GIVEN EXERCISE:
Write out, word for word, every line from the one containing "Call locate_point to put a point on the white" through the last line of the records below, both ends included.
—————
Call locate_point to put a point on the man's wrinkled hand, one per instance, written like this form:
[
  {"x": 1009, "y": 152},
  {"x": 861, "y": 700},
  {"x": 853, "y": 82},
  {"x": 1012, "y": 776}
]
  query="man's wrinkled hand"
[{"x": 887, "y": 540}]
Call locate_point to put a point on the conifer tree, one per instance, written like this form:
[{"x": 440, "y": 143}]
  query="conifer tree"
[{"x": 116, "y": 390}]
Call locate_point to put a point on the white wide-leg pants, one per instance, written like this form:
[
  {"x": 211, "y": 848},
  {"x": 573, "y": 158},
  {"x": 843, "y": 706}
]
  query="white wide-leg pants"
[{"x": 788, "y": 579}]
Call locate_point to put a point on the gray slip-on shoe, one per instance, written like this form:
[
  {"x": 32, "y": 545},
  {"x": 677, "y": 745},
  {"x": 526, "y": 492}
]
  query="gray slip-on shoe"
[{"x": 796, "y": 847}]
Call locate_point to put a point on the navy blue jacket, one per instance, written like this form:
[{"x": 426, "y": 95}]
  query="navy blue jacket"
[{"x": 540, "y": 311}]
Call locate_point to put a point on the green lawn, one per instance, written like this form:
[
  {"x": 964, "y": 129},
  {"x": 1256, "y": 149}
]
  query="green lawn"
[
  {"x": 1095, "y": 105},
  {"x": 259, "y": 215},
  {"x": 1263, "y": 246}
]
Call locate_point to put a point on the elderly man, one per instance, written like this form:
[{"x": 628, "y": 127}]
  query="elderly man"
—————
CORRECT OUTPUT:
Call locate_point to put a point on the white wide-leg pants, one per instance, written like this form:
[
  {"x": 211, "y": 848},
  {"x": 573, "y": 158},
  {"x": 843, "y": 706}
]
  query="white wide-leg pants"
[{"x": 788, "y": 579}]
Call locate_point to put a point on the gray slip-on shoe, one per instance, written like this form:
[
  {"x": 32, "y": 545},
  {"x": 677, "y": 745},
  {"x": 526, "y": 492}
]
  query="gray slip-on shoe"
[{"x": 796, "y": 847}]
Call locate_point to put a point on the navy blue jacket, one per instance, written like this form:
[{"x": 426, "y": 95}]
  query="navy blue jacket"
[{"x": 540, "y": 311}]
Call locate_point to put a point on the green lawn, one per instance, written like this form:
[
  {"x": 964, "y": 129},
  {"x": 1256, "y": 149}
]
  query="green lawn"
[
  {"x": 1095, "y": 105},
  {"x": 259, "y": 215},
  {"x": 1263, "y": 246}
]
Call locate_point to put a point on the elderly man, one per instance, written like this form:
[{"x": 628, "y": 127}]
  query="elderly man"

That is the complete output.